### Task directions
Answer these questions about the NaturalDeduction.v source file:
1. Which two Coq string modules does the file import?
2. How many ways to represent a natural deduction proof does the library offer?
3. The signature of which calculus is used to demonstrate this?

### Text extract

Initial checkin of Coq-in-GHC code

[coq-hetmet.git] / src / NaturalDeduction.v

(*********************************************************************************************************************************)
(* NaturalDeduction: structurally explicit proofs in Coq                                                                         *)
(*********************************************************************************************************************************)

Generalizable All Variables.
Require Import Preamble.
Require Import General.
Require Import Coq.Strings.Ascii.
Require Import Coq.Strings.String.

(*
 * IMPORTANT!!!
 *
 * Unlike most formalizations, this library offers TWO different ways
 * to represent a natural deduction proof.  To demonstrate this,
 * consider the signature of the propositional calculus:
 *
 *   Variable  PropositionalVariable : Type.
 *
 *   Inductive Formula : Prop :=
 *   | formula_var : PropositionalVariable -> Formula   (* every propositional variable is a formula *)
 *   | formula_and :   Formula ->  Formula -> Formula   (* the conjunction of any two formulae is a formula *)
 *   | formula_or  :   Formula ->  Formula -> Formula   (* the disjunction of any two formulae is a formula *)

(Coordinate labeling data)
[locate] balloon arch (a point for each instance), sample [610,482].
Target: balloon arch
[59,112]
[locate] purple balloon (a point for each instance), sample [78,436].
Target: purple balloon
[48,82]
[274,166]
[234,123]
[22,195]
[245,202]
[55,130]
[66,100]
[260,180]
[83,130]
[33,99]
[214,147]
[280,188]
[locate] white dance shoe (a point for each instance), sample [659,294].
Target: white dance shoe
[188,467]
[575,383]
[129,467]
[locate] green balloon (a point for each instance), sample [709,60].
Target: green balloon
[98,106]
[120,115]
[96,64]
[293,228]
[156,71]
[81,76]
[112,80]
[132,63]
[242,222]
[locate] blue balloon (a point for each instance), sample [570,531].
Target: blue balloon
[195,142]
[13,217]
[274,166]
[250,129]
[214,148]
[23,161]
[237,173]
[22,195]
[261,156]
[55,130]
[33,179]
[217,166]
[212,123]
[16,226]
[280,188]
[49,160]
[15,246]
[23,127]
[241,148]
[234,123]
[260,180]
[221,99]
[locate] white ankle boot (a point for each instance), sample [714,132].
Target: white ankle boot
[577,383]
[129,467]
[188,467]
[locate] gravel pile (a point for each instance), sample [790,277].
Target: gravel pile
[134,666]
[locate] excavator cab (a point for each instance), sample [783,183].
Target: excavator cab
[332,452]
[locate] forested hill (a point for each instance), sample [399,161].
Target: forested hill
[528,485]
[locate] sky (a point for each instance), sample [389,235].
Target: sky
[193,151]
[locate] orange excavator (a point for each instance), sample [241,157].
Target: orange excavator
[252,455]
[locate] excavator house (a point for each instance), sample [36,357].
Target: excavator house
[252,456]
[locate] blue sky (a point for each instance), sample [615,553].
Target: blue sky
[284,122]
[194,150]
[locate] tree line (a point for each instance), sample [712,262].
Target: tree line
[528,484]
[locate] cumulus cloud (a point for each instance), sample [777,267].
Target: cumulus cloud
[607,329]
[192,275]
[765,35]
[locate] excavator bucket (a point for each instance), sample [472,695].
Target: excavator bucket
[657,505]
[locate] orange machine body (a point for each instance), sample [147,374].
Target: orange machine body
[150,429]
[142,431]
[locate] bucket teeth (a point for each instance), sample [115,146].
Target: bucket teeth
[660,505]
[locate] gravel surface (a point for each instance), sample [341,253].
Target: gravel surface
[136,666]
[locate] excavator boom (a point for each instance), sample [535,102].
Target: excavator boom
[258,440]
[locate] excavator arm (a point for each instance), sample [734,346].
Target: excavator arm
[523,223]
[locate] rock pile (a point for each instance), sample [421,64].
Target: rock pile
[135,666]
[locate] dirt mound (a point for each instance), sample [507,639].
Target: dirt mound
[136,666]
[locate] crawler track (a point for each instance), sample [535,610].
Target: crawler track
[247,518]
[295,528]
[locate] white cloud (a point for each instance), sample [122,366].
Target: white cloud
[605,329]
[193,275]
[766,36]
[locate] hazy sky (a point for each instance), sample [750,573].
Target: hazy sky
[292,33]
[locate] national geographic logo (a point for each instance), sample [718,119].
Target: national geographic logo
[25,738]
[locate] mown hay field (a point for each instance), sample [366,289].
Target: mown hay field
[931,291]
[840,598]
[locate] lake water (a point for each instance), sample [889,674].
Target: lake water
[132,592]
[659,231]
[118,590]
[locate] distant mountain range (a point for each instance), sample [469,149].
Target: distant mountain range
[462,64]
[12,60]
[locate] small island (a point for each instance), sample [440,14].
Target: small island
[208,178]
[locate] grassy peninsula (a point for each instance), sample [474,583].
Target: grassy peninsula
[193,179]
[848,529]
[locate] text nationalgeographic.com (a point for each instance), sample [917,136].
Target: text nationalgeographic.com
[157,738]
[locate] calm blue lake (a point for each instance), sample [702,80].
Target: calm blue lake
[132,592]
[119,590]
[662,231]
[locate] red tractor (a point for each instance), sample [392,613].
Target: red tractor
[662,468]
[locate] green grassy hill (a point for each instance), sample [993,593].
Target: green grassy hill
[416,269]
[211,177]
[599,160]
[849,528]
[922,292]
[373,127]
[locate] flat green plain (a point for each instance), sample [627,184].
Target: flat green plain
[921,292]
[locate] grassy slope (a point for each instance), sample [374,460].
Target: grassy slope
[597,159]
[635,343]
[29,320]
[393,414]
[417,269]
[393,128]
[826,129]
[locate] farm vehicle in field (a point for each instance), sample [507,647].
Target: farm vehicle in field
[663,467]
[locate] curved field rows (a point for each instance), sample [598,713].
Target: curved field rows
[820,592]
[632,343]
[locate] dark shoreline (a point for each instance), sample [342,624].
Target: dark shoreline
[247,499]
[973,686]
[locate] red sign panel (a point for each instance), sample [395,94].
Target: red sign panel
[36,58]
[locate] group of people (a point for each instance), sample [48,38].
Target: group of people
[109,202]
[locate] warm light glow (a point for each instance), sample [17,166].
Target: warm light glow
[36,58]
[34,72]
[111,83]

### Expected answer
1. Coq.Strings.Ascii and Coq.Strings.String.
2. Two.
3. The propositional calculus.